### [TASK INSTRUCTIONS]
Identify each line in the entries below that contains the word "head", and copy those lines. Case counts.

### [DATA IN THIS EXERCISE]
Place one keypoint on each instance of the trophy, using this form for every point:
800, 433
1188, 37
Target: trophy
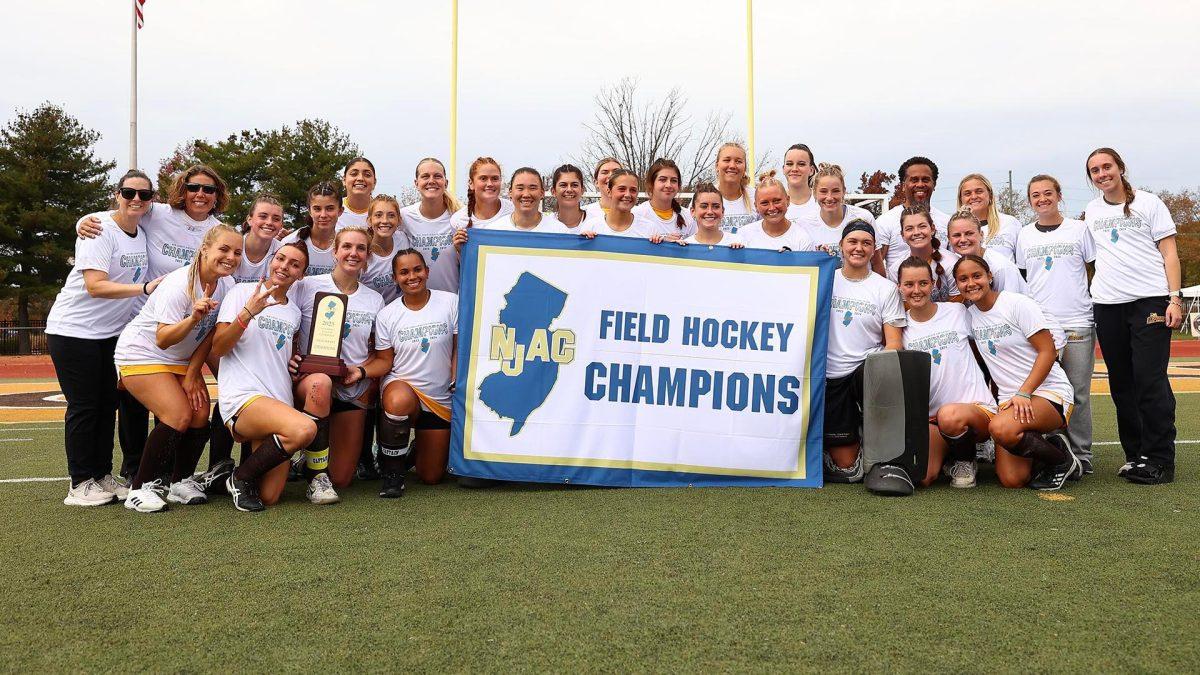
325, 335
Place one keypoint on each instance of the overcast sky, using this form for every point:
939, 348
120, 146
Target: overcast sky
1029, 85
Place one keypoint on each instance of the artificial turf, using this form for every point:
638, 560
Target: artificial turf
553, 578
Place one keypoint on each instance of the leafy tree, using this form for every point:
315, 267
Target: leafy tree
49, 175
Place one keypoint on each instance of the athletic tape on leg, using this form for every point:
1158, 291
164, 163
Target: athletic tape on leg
895, 411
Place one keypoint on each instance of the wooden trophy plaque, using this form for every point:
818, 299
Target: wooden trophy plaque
325, 333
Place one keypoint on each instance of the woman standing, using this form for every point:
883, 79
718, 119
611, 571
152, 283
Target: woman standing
865, 317
1055, 251
417, 344
1015, 344
663, 214
960, 406
340, 408
1137, 304
253, 336
999, 230
96, 302
160, 357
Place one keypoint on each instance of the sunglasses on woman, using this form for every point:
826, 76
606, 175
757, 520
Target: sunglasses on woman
144, 195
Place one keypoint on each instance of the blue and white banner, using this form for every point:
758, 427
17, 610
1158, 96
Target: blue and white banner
618, 362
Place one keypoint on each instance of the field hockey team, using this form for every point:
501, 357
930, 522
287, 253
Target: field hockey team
1006, 312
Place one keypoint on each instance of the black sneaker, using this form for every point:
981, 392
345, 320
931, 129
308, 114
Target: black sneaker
888, 481
1053, 478
244, 494
1145, 472
213, 481
393, 485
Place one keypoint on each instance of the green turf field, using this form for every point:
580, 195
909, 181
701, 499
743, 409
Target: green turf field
549, 578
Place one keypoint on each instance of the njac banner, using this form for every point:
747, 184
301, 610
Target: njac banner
618, 362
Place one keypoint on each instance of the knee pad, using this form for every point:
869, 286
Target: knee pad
895, 411
393, 434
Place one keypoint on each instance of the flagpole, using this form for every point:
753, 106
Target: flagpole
750, 159
133, 85
454, 95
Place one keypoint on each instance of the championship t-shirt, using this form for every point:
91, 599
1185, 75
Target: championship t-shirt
168, 304
423, 341
1128, 263
857, 312
1002, 335
258, 363
954, 375
76, 314
1055, 264
795, 239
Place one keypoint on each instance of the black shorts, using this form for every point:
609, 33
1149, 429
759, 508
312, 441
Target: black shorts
430, 420
844, 408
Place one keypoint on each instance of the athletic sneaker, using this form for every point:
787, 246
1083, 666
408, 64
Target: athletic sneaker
213, 481
244, 494
321, 490
1053, 478
889, 481
1145, 472
147, 499
963, 473
393, 484
186, 491
89, 493
119, 487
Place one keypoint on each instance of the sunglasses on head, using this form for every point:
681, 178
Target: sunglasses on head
144, 195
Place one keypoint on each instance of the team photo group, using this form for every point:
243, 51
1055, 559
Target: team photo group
1009, 315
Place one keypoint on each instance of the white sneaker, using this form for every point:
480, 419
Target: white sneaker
963, 475
186, 491
115, 485
89, 493
147, 499
321, 490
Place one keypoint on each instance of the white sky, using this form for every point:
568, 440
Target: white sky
1029, 85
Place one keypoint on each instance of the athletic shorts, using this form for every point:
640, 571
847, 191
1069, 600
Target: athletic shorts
429, 420
844, 408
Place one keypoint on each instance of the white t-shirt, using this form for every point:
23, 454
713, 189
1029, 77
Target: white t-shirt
549, 225
726, 239
431, 237
255, 272
258, 363
645, 215
1128, 263
1056, 270
795, 239
424, 344
887, 233
378, 275
76, 314
1006, 239
1002, 335
168, 304
321, 261
828, 239
945, 286
954, 375
858, 311
444, 273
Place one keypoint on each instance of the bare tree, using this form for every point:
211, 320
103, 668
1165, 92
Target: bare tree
636, 132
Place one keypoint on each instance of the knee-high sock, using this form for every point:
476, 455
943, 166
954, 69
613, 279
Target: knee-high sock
159, 454
221, 447
189, 453
268, 455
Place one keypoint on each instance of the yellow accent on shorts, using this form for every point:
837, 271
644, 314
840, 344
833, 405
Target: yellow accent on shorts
150, 369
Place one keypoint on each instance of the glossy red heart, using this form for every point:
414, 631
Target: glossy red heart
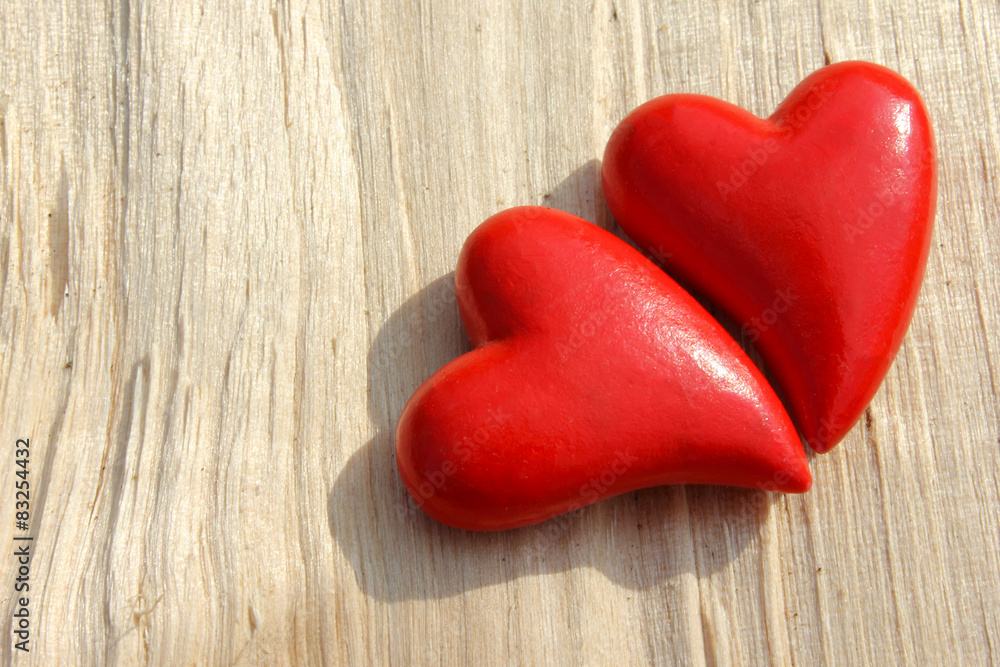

### [RESPONSE TO THE TASK]
Place one keypoint on each instance of the sunglasses on head, using this form for every point:
Target: sunglasses on head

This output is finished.